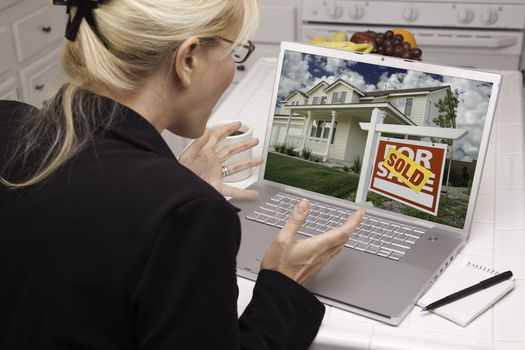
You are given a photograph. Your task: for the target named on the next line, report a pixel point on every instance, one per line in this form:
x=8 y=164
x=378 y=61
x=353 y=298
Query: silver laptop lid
x=319 y=132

+ + + + +

* _Your instructions_: Rewrite the rows above, changing "silver" to "gray" and keeping everything else the same. Leave out the pictures.

* _Answer to this problem_:
You are given a photograph. Your task: for the target named on the next line, report a pixel point on every instance, one per line in this form:
x=8 y=164
x=378 y=61
x=353 y=298
Query: gray laptop lid
x=319 y=132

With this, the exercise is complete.